TO DO —
Restate word for word the lines that run from the one containing "dress in the photo above." to the last line of the data, both ends included.

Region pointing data

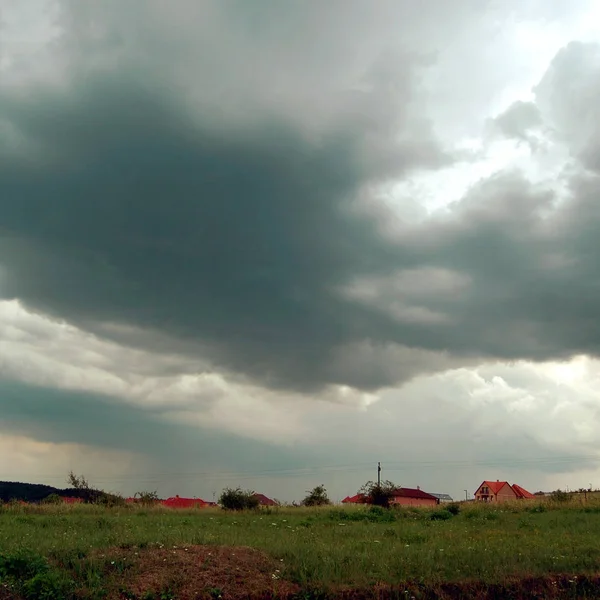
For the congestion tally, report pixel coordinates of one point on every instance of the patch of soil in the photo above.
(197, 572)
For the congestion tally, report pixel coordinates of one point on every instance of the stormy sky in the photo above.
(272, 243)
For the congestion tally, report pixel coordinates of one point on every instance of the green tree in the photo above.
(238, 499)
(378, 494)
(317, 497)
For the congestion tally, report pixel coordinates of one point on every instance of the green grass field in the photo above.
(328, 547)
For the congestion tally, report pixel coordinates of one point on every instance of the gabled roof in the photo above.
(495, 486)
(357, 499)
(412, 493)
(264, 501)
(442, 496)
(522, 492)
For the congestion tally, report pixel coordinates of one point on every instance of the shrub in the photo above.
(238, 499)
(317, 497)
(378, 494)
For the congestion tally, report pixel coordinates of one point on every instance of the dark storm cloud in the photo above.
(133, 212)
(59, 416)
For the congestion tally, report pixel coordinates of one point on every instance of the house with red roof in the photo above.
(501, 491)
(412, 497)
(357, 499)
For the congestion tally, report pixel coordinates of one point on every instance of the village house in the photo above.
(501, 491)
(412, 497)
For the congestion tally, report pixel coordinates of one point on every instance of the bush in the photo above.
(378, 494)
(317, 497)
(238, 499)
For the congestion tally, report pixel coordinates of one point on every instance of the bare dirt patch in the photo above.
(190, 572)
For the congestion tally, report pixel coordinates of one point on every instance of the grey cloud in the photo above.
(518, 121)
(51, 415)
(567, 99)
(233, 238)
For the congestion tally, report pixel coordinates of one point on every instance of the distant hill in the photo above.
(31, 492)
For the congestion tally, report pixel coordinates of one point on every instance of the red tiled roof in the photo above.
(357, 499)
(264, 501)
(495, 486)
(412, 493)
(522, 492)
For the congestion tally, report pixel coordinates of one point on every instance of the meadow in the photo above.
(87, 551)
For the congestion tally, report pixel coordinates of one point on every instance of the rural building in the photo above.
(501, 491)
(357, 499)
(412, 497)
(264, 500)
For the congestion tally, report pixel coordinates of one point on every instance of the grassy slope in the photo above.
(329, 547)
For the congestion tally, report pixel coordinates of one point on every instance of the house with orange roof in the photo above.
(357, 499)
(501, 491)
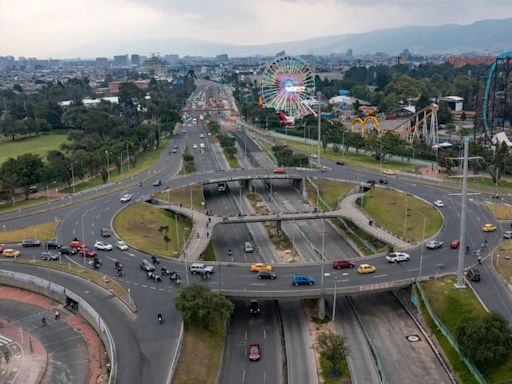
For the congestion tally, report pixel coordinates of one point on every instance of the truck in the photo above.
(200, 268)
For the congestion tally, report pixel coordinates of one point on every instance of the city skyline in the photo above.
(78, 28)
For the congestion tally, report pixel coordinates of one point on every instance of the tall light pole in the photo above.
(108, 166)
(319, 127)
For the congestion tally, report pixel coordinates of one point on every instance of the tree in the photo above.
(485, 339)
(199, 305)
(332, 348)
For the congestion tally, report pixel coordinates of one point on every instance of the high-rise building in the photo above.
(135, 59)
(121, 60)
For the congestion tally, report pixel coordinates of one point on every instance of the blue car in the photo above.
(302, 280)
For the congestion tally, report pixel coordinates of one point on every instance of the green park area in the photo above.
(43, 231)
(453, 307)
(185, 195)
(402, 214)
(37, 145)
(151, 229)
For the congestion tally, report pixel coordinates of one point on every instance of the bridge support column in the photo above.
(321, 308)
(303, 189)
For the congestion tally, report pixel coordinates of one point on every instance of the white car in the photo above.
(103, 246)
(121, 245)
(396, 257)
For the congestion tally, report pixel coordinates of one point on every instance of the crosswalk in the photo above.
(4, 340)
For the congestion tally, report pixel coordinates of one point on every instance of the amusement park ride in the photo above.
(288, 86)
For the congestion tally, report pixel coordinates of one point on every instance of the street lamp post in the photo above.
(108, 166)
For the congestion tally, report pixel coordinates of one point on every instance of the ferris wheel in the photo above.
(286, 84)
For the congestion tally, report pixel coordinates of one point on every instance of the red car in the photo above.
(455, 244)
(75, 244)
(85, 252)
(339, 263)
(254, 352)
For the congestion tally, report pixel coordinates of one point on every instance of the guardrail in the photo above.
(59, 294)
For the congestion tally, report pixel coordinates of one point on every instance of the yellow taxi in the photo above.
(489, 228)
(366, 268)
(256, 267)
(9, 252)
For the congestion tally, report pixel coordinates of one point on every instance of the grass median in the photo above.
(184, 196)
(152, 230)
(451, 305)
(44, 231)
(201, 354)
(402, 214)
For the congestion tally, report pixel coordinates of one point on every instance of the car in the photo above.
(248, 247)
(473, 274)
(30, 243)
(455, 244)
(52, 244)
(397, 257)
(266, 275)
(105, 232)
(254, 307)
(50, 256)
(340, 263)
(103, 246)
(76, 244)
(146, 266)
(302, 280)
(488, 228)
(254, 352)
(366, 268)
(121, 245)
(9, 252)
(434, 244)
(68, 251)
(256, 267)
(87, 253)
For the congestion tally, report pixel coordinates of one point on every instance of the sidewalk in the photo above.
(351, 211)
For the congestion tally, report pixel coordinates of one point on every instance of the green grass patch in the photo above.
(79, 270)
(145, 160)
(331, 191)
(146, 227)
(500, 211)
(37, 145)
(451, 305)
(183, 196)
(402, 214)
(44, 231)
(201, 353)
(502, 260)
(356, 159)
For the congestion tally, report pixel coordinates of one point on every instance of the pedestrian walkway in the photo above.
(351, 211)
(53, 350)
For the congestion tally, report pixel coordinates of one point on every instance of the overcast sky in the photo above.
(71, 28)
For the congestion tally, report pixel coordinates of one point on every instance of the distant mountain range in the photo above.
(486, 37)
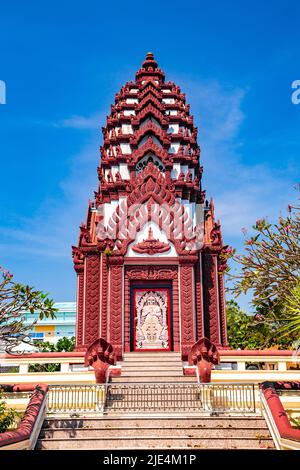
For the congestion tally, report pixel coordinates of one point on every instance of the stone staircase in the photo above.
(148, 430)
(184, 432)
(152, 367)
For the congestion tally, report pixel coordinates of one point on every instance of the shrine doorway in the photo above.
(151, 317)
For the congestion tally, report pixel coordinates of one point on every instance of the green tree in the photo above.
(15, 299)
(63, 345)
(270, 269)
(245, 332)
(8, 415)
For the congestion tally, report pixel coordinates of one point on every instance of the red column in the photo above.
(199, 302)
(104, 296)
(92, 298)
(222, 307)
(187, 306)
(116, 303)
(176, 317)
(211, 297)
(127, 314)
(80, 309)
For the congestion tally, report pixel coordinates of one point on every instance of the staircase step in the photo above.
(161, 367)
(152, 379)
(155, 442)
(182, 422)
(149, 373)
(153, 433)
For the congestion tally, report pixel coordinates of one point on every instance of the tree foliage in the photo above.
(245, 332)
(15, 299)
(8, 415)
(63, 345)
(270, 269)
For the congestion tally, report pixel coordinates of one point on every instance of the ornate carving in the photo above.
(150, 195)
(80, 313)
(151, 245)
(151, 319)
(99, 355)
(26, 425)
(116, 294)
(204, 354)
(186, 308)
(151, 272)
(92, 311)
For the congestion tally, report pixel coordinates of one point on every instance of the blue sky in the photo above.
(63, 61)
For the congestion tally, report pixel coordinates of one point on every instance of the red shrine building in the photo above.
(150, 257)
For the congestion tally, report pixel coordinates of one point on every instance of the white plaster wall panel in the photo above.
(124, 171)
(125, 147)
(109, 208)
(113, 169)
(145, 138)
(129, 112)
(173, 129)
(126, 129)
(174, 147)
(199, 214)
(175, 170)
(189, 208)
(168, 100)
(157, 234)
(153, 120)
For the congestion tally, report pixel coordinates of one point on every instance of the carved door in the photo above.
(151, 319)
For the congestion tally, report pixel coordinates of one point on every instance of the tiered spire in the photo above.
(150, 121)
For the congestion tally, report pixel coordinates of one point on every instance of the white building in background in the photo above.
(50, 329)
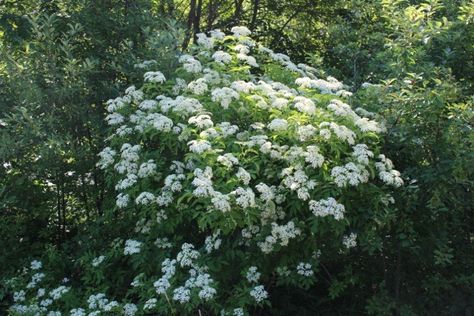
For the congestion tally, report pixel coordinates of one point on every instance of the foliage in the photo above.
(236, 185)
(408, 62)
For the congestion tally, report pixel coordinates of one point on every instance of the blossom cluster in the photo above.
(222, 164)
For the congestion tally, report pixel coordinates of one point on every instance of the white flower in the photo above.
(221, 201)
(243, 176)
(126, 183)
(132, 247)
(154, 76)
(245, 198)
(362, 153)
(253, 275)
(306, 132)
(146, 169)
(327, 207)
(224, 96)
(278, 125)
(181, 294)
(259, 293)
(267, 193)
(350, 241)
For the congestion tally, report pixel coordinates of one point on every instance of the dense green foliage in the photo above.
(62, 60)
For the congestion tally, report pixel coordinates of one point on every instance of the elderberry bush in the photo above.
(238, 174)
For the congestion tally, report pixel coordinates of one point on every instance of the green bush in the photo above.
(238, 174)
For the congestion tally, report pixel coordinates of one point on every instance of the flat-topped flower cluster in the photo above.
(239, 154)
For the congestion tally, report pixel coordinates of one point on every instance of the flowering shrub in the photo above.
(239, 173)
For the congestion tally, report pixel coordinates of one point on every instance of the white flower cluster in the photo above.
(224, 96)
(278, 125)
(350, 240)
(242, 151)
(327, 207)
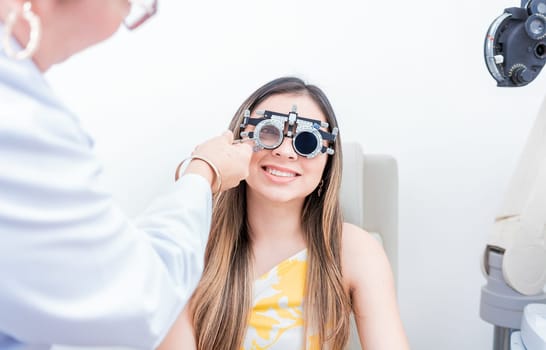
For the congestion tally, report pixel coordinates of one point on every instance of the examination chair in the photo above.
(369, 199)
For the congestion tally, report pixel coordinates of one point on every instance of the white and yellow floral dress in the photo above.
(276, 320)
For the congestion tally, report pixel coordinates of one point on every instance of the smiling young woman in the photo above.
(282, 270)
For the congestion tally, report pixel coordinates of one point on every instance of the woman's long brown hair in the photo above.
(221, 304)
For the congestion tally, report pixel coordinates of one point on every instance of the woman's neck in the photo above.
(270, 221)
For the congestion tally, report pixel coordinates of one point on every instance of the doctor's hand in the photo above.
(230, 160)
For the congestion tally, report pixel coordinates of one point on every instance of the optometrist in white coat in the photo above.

EXERCISE OUTPUT —
For the congestion tally, report pixel coordinates of one point on every instance of the white and yellow floral dress in the photo above.
(276, 320)
For the congestion tally, report pixel coordinates of one point on every instance of the smiling young woman in the photo above.
(282, 270)
For the congestion tally, report pixel coordinates of one point on every instance of the woman's long brown hair in the photo above.
(221, 304)
For the congestion tally, report pixel coordinates of one point on every instance of the woman's neck in the photo above.
(270, 221)
For the congestion tally, report pixel coordinates of one point on every instance of the doctor's hand in the photo above.
(230, 160)
For the congestion tally, report pixel coordinates of one point on every instance of the optometrist in white coat in the photo above.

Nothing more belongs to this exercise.